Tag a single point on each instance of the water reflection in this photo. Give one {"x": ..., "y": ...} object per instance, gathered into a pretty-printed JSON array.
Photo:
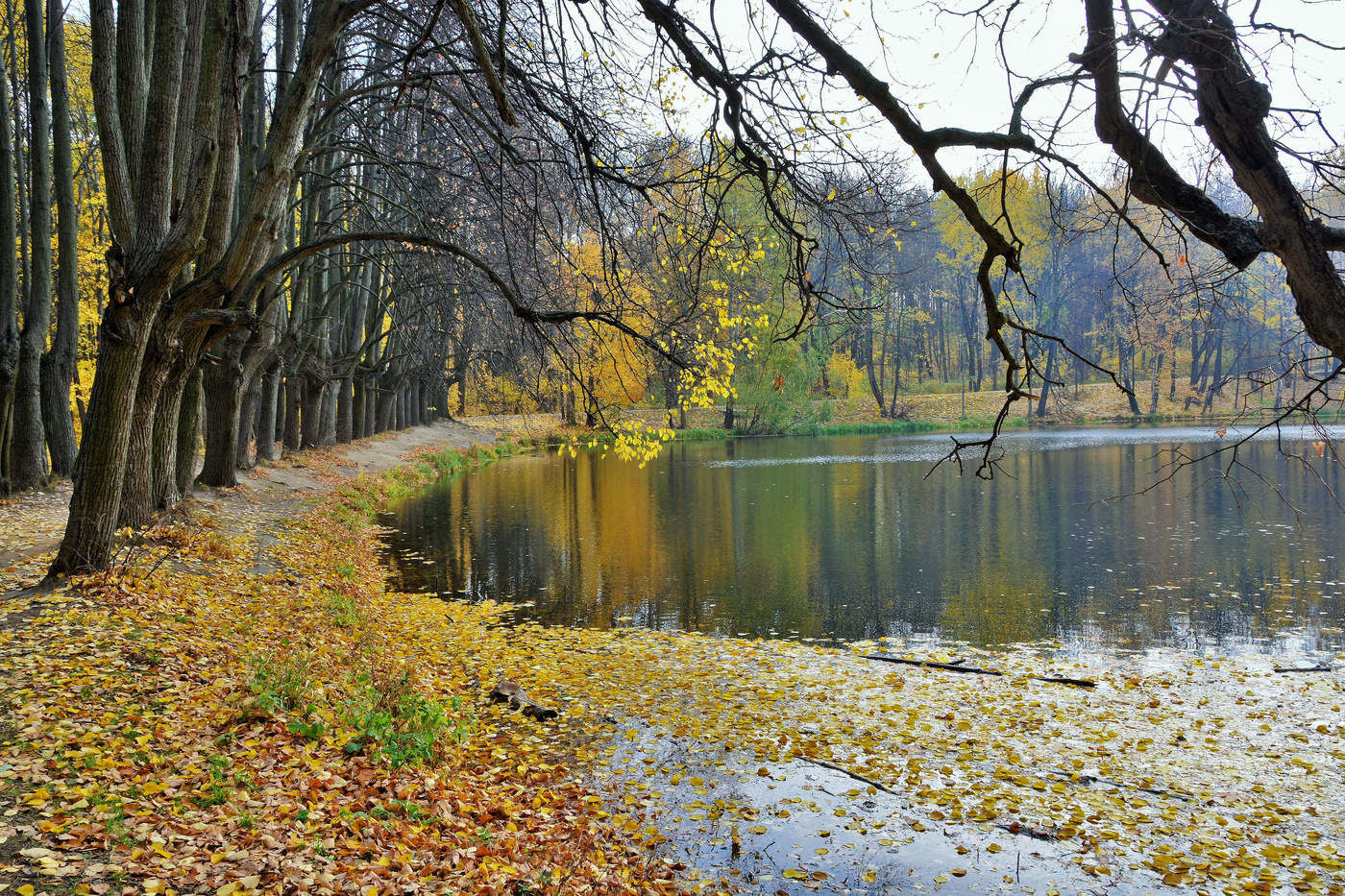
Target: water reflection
[{"x": 844, "y": 539}]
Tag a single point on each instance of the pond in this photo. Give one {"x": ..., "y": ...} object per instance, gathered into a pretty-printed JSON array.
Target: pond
[{"x": 1078, "y": 545}]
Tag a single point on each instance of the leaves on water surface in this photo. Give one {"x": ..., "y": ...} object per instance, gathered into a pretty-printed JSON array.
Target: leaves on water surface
[{"x": 134, "y": 744}]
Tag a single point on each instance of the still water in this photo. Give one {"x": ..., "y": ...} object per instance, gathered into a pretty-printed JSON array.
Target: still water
[{"x": 1076, "y": 545}]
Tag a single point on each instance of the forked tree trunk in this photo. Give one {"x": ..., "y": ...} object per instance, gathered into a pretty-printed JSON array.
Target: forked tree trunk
[
  {"x": 101, "y": 466},
  {"x": 138, "y": 499}
]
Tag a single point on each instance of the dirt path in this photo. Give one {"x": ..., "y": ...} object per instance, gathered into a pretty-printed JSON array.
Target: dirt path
[{"x": 31, "y": 523}]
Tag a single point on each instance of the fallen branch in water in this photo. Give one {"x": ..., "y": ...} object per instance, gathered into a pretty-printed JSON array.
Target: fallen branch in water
[
  {"x": 954, "y": 666},
  {"x": 1073, "y": 778},
  {"x": 508, "y": 691},
  {"x": 850, "y": 774},
  {"x": 1018, "y": 828},
  {"x": 958, "y": 666}
]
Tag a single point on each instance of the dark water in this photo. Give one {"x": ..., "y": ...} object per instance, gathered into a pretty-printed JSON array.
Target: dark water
[{"x": 849, "y": 539}]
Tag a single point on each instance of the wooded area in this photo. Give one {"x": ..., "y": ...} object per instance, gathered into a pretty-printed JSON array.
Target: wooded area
[{"x": 276, "y": 227}]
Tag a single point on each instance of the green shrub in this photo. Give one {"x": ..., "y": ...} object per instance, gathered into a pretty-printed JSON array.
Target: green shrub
[
  {"x": 401, "y": 725},
  {"x": 280, "y": 682},
  {"x": 343, "y": 610}
]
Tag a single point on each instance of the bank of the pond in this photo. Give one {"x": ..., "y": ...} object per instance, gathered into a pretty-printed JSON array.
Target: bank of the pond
[
  {"x": 245, "y": 707},
  {"x": 241, "y": 707},
  {"x": 547, "y": 429}
]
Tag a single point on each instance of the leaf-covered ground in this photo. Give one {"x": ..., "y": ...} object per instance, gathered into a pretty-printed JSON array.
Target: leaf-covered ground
[
  {"x": 208, "y": 720},
  {"x": 206, "y": 728}
]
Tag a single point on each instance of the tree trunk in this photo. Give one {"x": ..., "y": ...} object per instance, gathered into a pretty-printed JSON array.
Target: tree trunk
[
  {"x": 58, "y": 365},
  {"x": 30, "y": 440},
  {"x": 293, "y": 401},
  {"x": 101, "y": 465},
  {"x": 311, "y": 423},
  {"x": 248, "y": 424},
  {"x": 224, "y": 406},
  {"x": 346, "y": 409},
  {"x": 138, "y": 499},
  {"x": 9, "y": 285},
  {"x": 188, "y": 430},
  {"x": 268, "y": 412},
  {"x": 1045, "y": 381}
]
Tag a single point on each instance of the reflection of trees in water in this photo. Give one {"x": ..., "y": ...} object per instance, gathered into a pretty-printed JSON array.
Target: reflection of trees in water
[{"x": 857, "y": 550}]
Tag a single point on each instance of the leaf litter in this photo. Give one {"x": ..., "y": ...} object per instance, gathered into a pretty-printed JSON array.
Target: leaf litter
[{"x": 141, "y": 757}]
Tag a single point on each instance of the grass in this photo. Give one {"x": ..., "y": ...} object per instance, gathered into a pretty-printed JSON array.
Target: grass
[{"x": 399, "y": 724}]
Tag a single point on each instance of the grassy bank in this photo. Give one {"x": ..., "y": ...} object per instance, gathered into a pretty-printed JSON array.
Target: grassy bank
[
  {"x": 235, "y": 711},
  {"x": 244, "y": 707}
]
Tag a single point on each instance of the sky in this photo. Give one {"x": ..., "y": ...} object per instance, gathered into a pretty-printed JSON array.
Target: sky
[{"x": 950, "y": 69}]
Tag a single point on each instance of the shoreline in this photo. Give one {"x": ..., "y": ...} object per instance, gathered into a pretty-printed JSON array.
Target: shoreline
[{"x": 241, "y": 709}]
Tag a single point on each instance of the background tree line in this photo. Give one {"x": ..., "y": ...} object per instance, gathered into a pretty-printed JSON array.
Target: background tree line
[{"x": 261, "y": 227}]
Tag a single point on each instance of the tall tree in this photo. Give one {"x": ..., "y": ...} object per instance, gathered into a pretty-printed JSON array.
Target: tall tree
[
  {"x": 29, "y": 448},
  {"x": 58, "y": 363}
]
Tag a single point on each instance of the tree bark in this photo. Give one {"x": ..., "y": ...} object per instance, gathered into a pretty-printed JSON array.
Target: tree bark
[
  {"x": 30, "y": 442},
  {"x": 268, "y": 412},
  {"x": 9, "y": 285},
  {"x": 188, "y": 432},
  {"x": 58, "y": 365},
  {"x": 224, "y": 408}
]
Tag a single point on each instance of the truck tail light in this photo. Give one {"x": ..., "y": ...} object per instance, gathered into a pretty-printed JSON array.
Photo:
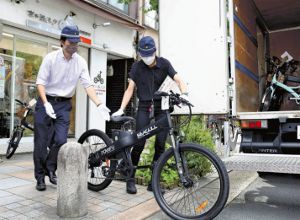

+ + + + + + +

_SHORT PROBLEM:_ Could you rewrite the listing above with each "pretty-printed" changed to "single-line", leaving everything else as it is and omitting the pictures?

_THE RESPONSE:_
Tag a single point on each instance of the water reflection in this photo. Give one {"x": ..., "y": ...} object per instance, gathered into a single-line JSON array.
Photo:
Target: water reflection
[{"x": 844, "y": 539}]
Tag a single point on each instance of the pond in this photo. Give one {"x": ..., "y": ...} object per instance, gathered into a single-line JSON array.
Target: pond
[{"x": 1078, "y": 545}]
Tag a single point on each instance of the leaves on water surface in this photo. Give one {"x": ..., "y": ...} object per instance, gathered into a single-line JSON array.
Target: leaves on water surface
[{"x": 134, "y": 744}]
Tag a single point on each instance of the still water in this photo. Give one {"x": ..., "y": ...} object per instance, gathered into a single-line JSON array.
Target: still water
[{"x": 1076, "y": 545}]
Tag a single point on each instance of the forked tree trunk in this photo. Give one {"x": ..., "y": ...} object per instance, gathered into a single-line JSON array.
Target: forked tree trunk
[
  {"x": 101, "y": 466},
  {"x": 138, "y": 499}
]
Tag a single point on each instance of the dirt path in this photo. Give one {"x": ..., "y": ...} object per instance, gathered into a single-line JSON array.
Target: dirt path
[{"x": 31, "y": 523}]
Tag a single point on each instance of the fallen branch in water in this photo. Give one {"x": ..., "y": ...} object per instance, gathered into a single-line JSON array.
Target: fallen branch in water
[
  {"x": 954, "y": 666},
  {"x": 1073, "y": 778},
  {"x": 508, "y": 691},
  {"x": 850, "y": 774},
  {"x": 1018, "y": 828},
  {"x": 958, "y": 666}
]
Tag a single point on each instance of the dark water in this photo. Give one {"x": ..., "y": ...} object per instance, gathered into a single-line JSON array.
Target: dark water
[{"x": 849, "y": 539}]
Tag a single point on each instance of the wooded area in this photo. Give one {"x": ..., "y": ...} object per instance, gathered into a single-line JSON array.
Target: wooded area
[{"x": 276, "y": 227}]
Tag a single point on each instance of the green shrub in this photo. Give one {"x": ..., "y": ...} object per instance, gathered into a single-line JSON array.
Target: green shrub
[
  {"x": 401, "y": 725},
  {"x": 280, "y": 682},
  {"x": 343, "y": 610}
]
Tag a single point on each instance of the bank of the pond in this photo. Give one {"x": ..., "y": ...} object per instance, gathered into a single-line JSON array.
Target: bank of the pond
[
  {"x": 245, "y": 707},
  {"x": 241, "y": 707},
  {"x": 547, "y": 429}
]
Tag a single point on each instance of the leaf-covered ground in this photo. Give one {"x": ..., "y": ...} object per instance, gathered into a single-line JSON array.
Target: leaf-covered ground
[
  {"x": 208, "y": 720},
  {"x": 206, "y": 728}
]
Tag a single point on each instance of the tree trunk in this photo. Give one {"x": ..., "y": ...} object per instance, gathered into a single-line JSON array.
Target: tree trunk
[
  {"x": 58, "y": 365},
  {"x": 30, "y": 440},
  {"x": 293, "y": 401},
  {"x": 101, "y": 465},
  {"x": 311, "y": 423},
  {"x": 248, "y": 424},
  {"x": 224, "y": 406},
  {"x": 346, "y": 409},
  {"x": 138, "y": 499},
  {"x": 9, "y": 285},
  {"x": 188, "y": 430},
  {"x": 268, "y": 412},
  {"x": 1045, "y": 381}
]
Tag a single point on each instance of the reflection of trees in water in this photo. Give one {"x": ..., "y": ...} object per instance, gathered into a single-line JSON array.
Target: reflection of trees in water
[{"x": 857, "y": 550}]
Tag a single point on each instance of the leaf litter in this photo. Give one {"x": ..., "y": ...} object per instance, gathered into a single-line JSON array.
Target: leaf litter
[{"x": 141, "y": 757}]
Tag a single point on each instance of the grass in this photo. Give one {"x": ..., "y": ...} object per instance, gathered into a single-line JSON array.
Target: grass
[{"x": 399, "y": 724}]
Tag a single point on each instance of the grassy bank in this photo. Give one {"x": ..., "y": ...} object per instance, gathered into a single-line JSON array.
Target: grassy bank
[
  {"x": 235, "y": 711},
  {"x": 244, "y": 707}
]
Tag a single point on each instance of the sky in this photo. Give one {"x": ..., "y": ...} object per instance, gathered into a single-line JSON array.
Target: sky
[{"x": 950, "y": 69}]
Tag a single point on each instance of the shoreline in this photo. Give one {"x": ..., "y": ...} object per instance, gathered into a single-line JSON array.
Target: shoreline
[{"x": 241, "y": 709}]
Tag a single point on each instance of the background tree line in this photo. Give one {"x": ..., "y": ...} object per instance, gathered into a single-line JSON array.
Target: background tree line
[{"x": 261, "y": 227}]
Tag a single point on each instance of the tall tree in this photo. Give one {"x": ..., "y": ...} object per instance, gathered into a single-line JSON array.
Target: tall tree
[
  {"x": 29, "y": 448},
  {"x": 58, "y": 363}
]
Tag a single point on each instance of the tree bark in this photo. Give one {"x": ..., "y": ...} object per instance, gathered into a single-line JSON array.
Target: tree bark
[
  {"x": 30, "y": 442},
  {"x": 268, "y": 412},
  {"x": 9, "y": 285},
  {"x": 188, "y": 432},
  {"x": 58, "y": 365},
  {"x": 224, "y": 408}
]
Tag a single point on each instance of the truck tail light in this photo. Give one {"x": ..., "y": ...} object per instance, gathered into a single-line JSON array.
Photo:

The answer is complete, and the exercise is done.